Segmentation dataset excerpts:
>> begin

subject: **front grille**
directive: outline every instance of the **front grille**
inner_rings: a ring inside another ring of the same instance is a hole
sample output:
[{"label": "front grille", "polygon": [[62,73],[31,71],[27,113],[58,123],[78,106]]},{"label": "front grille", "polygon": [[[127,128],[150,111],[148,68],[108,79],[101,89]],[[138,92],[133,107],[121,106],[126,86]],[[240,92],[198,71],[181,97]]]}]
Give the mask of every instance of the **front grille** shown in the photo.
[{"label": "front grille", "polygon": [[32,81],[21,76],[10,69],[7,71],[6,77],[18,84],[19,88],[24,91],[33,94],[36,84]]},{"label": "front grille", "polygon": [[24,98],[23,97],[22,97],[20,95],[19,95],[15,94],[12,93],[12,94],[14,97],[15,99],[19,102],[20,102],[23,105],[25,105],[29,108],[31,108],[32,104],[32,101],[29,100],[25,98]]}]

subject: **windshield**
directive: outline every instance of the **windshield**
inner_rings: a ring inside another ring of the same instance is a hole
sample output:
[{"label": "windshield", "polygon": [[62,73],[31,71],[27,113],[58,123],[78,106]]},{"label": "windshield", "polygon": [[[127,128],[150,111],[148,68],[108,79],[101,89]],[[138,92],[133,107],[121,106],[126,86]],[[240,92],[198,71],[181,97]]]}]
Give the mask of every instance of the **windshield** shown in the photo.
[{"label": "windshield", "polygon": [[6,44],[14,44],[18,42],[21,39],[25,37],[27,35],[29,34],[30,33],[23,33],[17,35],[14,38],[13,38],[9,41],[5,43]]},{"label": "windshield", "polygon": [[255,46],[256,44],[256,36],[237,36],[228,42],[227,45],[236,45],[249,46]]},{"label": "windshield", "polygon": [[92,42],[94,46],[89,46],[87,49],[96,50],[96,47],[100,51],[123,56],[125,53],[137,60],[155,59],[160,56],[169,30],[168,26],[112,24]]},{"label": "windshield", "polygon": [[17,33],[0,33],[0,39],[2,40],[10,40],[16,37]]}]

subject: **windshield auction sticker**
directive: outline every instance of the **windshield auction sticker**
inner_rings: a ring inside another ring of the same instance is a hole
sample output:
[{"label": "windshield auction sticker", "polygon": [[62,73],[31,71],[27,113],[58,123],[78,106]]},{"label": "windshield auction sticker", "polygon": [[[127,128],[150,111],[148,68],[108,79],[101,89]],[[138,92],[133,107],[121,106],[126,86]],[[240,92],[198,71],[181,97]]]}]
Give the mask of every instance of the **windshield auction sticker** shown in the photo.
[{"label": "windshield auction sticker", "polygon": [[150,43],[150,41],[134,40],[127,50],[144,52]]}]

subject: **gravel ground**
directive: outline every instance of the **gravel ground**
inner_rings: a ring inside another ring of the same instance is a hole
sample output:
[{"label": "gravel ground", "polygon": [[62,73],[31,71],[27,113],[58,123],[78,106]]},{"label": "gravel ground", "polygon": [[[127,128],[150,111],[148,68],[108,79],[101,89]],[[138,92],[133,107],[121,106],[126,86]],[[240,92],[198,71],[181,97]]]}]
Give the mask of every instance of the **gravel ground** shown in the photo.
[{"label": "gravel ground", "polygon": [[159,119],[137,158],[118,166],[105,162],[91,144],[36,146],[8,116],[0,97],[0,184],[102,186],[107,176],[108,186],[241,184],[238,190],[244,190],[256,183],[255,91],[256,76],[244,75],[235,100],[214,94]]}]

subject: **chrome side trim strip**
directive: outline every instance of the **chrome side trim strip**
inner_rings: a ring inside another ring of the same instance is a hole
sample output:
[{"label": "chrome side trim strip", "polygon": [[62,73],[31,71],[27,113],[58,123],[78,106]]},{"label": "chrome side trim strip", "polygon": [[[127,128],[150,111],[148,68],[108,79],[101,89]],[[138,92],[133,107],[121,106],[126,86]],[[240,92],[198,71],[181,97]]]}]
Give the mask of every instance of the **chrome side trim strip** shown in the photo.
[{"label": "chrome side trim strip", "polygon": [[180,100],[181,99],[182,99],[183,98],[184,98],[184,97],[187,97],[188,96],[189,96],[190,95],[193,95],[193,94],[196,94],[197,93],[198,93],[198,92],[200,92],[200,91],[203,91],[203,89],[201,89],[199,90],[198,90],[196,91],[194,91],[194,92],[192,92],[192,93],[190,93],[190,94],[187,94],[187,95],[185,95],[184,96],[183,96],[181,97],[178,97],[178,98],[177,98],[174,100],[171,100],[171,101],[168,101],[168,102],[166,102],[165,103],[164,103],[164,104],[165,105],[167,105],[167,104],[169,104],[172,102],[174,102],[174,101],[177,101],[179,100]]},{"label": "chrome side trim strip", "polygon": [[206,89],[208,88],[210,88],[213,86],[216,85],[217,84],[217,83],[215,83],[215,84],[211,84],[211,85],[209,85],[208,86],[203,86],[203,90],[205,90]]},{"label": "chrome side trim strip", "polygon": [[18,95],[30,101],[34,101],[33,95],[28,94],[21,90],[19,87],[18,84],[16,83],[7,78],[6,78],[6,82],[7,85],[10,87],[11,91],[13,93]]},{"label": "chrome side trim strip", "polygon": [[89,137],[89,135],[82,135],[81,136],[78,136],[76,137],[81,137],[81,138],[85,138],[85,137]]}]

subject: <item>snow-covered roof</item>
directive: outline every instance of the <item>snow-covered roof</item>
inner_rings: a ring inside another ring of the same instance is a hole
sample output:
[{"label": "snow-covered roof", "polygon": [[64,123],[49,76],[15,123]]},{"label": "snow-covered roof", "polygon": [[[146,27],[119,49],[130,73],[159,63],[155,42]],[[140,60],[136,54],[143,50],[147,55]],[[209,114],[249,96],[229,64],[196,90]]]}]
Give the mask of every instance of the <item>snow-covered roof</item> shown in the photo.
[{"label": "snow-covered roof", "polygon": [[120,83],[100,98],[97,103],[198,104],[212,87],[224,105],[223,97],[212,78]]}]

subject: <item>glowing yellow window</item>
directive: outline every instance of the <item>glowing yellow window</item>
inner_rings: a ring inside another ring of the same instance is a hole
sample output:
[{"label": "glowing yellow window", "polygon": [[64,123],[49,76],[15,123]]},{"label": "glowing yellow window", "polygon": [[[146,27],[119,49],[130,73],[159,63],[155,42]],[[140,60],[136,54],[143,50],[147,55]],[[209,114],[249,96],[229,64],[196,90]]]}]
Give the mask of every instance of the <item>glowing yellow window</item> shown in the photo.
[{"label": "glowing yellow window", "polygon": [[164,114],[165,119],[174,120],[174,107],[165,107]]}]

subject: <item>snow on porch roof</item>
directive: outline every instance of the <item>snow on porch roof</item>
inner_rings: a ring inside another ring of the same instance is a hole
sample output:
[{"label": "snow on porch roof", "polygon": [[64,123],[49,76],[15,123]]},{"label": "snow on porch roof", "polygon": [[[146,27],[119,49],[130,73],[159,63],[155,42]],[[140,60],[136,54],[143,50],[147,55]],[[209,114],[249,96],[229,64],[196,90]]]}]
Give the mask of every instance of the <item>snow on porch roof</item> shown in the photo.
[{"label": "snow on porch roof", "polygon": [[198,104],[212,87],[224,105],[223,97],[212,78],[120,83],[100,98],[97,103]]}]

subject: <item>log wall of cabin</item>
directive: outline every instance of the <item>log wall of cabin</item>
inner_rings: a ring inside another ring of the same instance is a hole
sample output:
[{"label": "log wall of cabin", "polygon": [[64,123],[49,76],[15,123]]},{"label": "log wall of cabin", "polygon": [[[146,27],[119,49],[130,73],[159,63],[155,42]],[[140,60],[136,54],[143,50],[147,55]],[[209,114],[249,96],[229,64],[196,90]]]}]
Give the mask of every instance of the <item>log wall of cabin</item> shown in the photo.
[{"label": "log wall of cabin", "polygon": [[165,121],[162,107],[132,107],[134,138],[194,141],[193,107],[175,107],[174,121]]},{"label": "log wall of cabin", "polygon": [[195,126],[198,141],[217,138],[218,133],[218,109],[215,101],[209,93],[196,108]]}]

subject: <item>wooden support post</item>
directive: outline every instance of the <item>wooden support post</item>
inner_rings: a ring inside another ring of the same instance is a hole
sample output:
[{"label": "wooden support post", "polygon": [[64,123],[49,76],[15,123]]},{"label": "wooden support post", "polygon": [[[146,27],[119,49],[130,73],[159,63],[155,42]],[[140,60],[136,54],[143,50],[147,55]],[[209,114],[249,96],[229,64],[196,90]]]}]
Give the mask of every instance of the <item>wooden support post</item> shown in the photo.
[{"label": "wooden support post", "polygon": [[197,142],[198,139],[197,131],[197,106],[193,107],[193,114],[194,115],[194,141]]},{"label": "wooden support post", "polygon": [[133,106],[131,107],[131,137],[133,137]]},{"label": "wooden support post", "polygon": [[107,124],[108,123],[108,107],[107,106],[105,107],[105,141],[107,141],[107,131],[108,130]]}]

>> end

• [REQUIRED WORK] Please copy, word for word, everything in the items from the line containing "subject: **chrome side trim strip**" down to the line containing "Give the mask of every instance of the **chrome", with both of those lines included.

• [WRITTEN RESPONSE]
subject: **chrome side trim strip**
directive: outline every instance of the **chrome side trim strip**
inner_rings: a ring inside another ring of the same instance is a hole
sample output:
[{"label": "chrome side trim strip", "polygon": [[62,73],[31,71],[27,113],[58,123],[78,106]]},{"label": "chrome side trim strip", "polygon": [[[127,128],[150,111],[148,68],[108,79],[101,89]],[[138,92],[133,107],[121,106],[126,86]],[[240,92],[198,71],[181,97]]]}]
Give the mask of every instance of the **chrome side trim strip** shown in the photo.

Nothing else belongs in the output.